The task: Write out each entry, exactly the way it appears.

═══ Exercise data ═══

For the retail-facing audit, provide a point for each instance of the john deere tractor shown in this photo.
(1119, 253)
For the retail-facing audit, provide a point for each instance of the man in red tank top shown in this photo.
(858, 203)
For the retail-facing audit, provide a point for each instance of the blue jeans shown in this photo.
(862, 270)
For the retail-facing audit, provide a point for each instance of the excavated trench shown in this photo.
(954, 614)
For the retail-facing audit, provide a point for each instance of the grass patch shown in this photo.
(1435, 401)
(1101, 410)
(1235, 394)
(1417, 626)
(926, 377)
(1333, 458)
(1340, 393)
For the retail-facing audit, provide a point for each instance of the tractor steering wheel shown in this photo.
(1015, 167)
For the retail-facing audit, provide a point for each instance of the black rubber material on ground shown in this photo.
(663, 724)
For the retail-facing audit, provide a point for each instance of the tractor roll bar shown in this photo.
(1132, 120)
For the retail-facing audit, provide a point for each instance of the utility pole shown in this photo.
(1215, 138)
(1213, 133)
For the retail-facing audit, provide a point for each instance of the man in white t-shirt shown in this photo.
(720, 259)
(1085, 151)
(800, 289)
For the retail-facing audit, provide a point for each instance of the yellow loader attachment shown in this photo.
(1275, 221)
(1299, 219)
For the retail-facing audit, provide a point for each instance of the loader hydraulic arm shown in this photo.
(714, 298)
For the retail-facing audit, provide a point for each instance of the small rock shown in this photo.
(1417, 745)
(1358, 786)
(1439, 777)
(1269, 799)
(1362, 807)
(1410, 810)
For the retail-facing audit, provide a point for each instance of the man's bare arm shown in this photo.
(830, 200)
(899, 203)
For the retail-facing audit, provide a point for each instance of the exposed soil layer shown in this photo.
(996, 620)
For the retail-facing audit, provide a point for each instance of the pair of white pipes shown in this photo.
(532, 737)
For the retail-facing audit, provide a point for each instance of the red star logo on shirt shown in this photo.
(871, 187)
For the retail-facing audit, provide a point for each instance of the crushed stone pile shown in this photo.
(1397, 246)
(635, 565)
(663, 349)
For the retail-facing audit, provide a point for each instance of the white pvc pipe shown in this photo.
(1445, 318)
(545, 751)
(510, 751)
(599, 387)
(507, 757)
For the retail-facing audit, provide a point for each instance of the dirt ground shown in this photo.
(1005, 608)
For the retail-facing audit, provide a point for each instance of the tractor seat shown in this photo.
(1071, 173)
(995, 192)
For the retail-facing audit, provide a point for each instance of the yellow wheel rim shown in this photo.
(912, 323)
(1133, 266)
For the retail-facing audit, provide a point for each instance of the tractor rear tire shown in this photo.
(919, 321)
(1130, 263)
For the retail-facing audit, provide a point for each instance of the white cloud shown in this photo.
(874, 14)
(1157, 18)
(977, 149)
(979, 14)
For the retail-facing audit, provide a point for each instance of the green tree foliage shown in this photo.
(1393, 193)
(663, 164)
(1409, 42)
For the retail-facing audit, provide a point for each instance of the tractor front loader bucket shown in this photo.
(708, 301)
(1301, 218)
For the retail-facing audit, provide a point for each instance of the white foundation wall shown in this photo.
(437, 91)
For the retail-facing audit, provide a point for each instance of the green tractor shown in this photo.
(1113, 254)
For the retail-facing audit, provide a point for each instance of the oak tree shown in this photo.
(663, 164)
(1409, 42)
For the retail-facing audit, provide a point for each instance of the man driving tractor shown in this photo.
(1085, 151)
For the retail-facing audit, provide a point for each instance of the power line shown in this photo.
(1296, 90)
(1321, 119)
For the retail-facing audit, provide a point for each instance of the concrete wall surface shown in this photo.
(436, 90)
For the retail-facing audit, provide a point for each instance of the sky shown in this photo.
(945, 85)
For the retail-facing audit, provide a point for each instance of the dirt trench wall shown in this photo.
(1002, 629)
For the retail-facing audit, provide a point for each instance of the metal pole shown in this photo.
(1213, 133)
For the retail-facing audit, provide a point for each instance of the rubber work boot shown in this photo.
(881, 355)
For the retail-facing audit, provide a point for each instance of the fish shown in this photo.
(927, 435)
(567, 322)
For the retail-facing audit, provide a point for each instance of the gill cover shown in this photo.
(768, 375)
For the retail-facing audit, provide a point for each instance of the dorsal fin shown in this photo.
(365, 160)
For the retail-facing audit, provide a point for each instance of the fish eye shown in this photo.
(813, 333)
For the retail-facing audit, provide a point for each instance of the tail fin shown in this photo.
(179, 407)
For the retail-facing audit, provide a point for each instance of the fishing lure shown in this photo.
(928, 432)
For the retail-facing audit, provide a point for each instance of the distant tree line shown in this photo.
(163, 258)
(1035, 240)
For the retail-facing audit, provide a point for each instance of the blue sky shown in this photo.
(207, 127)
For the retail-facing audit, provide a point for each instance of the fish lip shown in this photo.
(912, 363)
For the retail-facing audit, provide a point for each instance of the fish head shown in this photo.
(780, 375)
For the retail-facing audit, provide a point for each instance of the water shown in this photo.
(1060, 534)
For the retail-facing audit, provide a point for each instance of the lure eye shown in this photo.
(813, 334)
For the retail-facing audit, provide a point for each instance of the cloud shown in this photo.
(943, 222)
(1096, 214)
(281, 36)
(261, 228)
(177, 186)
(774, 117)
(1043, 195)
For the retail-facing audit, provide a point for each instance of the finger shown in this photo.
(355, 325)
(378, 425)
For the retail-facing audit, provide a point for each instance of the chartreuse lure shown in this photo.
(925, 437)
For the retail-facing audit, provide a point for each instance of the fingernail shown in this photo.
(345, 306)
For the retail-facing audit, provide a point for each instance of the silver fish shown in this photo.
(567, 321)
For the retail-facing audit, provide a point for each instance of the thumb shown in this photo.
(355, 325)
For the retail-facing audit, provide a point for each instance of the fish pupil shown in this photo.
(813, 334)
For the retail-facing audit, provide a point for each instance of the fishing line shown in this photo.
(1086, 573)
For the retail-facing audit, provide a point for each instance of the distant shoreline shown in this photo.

═══

Solution for this task:
For the retail-facing audit, provide a point for each instance of the john deere tractor shown in this photo.
(1119, 253)
For the retail-facing audit, provide a point for each instance of the man in red tank top shown in this photo.
(858, 203)
For the retail-facing audit, provide a point for each instance of the blue jeans shown in this photo.
(862, 270)
For the retail-facing audit, provide a point for each instance of the excavated trench shown in this photo.
(954, 614)
For the retail-facing audit, provide a point for each instance of the grass patch shown in this photo.
(1435, 401)
(1101, 410)
(1235, 394)
(1417, 626)
(926, 377)
(1333, 458)
(1340, 393)
For the retail-facing audit, provide a point for each instance of the tractor steering wheel shown in this photo.
(1015, 167)
For the retail-facing audit, provide a point for each instance of the black rubber material on ground shown in this photo.
(663, 724)
For the retail-facing audit, provide a point for each instance of the tractor roll bar shown in this photo.
(1132, 120)
For the retail-facing audit, provide a point for each instance of the utility pole shown in this photo.
(1215, 138)
(1213, 133)
For the retail-facing audit, provide a point for each instance of the man in white t-shirt shown in this photo.
(720, 259)
(1085, 151)
(800, 289)
For the retail-facing audit, provide a point for each instance of the yellow loader attachment shown in this photo.
(1275, 221)
(1299, 219)
For the retail-facing audit, provide a point for each instance of the loader hydraulic arm shown in this photo.
(714, 298)
For the retail-facing audit, provide a point for each instance of the small rock shown in this photo.
(1417, 745)
(1358, 786)
(1439, 777)
(1269, 799)
(1362, 807)
(1410, 810)
For the retail-facing audit, provide a point for each instance of the man's bare arm shown in this photo.
(830, 200)
(899, 203)
For the retail-facing audit, provide a point for each instance of the exposed soil layer shown in this photo.
(996, 620)
For the retail-facing audit, provide a point for each instance of the pair of white pipes shown in this photo.
(532, 737)
For the retail-facing audit, provide a point for each instance of the red star logo on shirt shown in this photo.
(871, 187)
For the retail-facing audit, provide a point for each instance of the crushed stone pile shown in this photo.
(1397, 246)
(635, 565)
(663, 349)
For the retail-facing audit, provide a point for each instance of the white pvc pipe shown in this photo.
(1445, 318)
(545, 751)
(510, 751)
(599, 387)
(507, 757)
For the retail-facing audit, provide a point for each instance of the dirt ground shown in this photo.
(1005, 608)
For the retail-facing audit, provide a point for each instance of the tractor seat shown in this photo.
(1071, 173)
(995, 192)
For the retail-facing audit, provide a point for each instance of the yellow wheel rim shown in this photo.
(912, 323)
(1133, 266)
For the retail-facing audit, provide a point for each instance of the tractor rear tire shown in this photo.
(919, 321)
(1130, 263)
For the retail-facing audit, provide a point for each instance of the white cloud shown in this photo.
(874, 14)
(1157, 18)
(977, 149)
(979, 14)
For the retail-facing audit, provide a point for each instance of the green tree foliage shown in this photo.
(1393, 193)
(663, 164)
(1409, 42)
For the retail-facing audit, provide a point for each instance of the tractor front loader bucket shown in this photo.
(708, 301)
(1301, 218)
For the retail-facing audit, provide a point for each instance of the white foundation wall shown in this photo.
(437, 91)
For the retail-facing audit, provide a point for each instance of the green tractor shown in this photo.
(1113, 254)
For the retail-facing audit, provide a point for each instance of the oak tree shown in this photo.
(663, 164)
(1409, 42)
For the retail-facing audit, provide a point for each instance of the man driving tractor shown in this photo.
(1085, 151)
For the retail-facing audit, provide a point for each instance of the power line shown in this photo.
(1296, 90)
(1321, 119)
For the retail-facing audit, provide a point for each instance of the concrete wall surface shown in this photo.
(436, 90)
For the retail-facing audit, provide a point for each instance of the sky shown in this photo.
(945, 85)
For the retail-facing audit, provide a point for each instance of the dirt trench wall shown in this photo.
(1002, 629)
For the retail-facing audit, provide a point for each instance of the metal pole shown in this photo.
(1213, 133)
For the retail-facing audit, provide a point for each instance of the rubber work boot shown in this photo.
(881, 355)
For the retail-facing audit, provide a point for each instance of the fish shown in this photo.
(927, 435)
(567, 322)
For the retail-facing audit, provide a point for each instance of the gill cover shown in this photo.
(768, 375)
For the retail-facing audit, provide a point for each instance of the dorsal fin shown in this photo.
(365, 160)
For the retail-facing audit, provide a point for each instance of the fish eye shown in this photo.
(813, 333)
For the retail-facing audit, provide a point for each instance of the tail fin shown in this photo.
(179, 407)
For the retail-facing audit, provide a point for each instance of the fishing lure shown in this photo.
(928, 432)
For the retail-facing audit, provide a point for each instance of the distant tree line shown in this photo.
(163, 258)
(1035, 240)
For the retail-facing audit, provide a point for each instance of the blue sky shown in this photo.
(207, 127)
For the retail-facing audit, provide a point for each instance of the fish lip shown in this photo.
(912, 363)
For the retail-facing audit, provide a point for each instance of the fish head shown in this photo.
(780, 375)
For the retail-facing audit, provide a point for each instance of the water shown in this photo.
(1060, 534)
For the retail-facing audit, provide a point for each instance of the lure eye shown in this photo.
(813, 334)
For the retail-facing audit, provide a point for each instance of the cloud shown in this photo.
(943, 222)
(1096, 214)
(281, 36)
(261, 228)
(177, 186)
(774, 117)
(1043, 195)
For the retail-facing audit, provide a point for each instance of the finger shown in this photo.
(355, 325)
(378, 425)
For the retail-facing audit, provide a point for each instance of the chartreuse lure shown in this photo.
(925, 437)
For the retail-facing audit, provide a point for each instance of the fingernail shown in this photo.
(345, 306)
For the retail-facing audit, provide a point for each instance of the silver fish shown in this photo.
(567, 321)
For the retail-facing audit, provide a point for each instance of the thumb shown in this photo.
(355, 325)
For the retail-facing audit, provide a point for each instance of the fish pupil shown in this photo.
(813, 334)
For the retail-facing audit, provide a point for each instance of the fishing line shown in this photo.
(1086, 573)
For the retail-facing audit, provide a point for each instance of the distant shoreline shown in this photo.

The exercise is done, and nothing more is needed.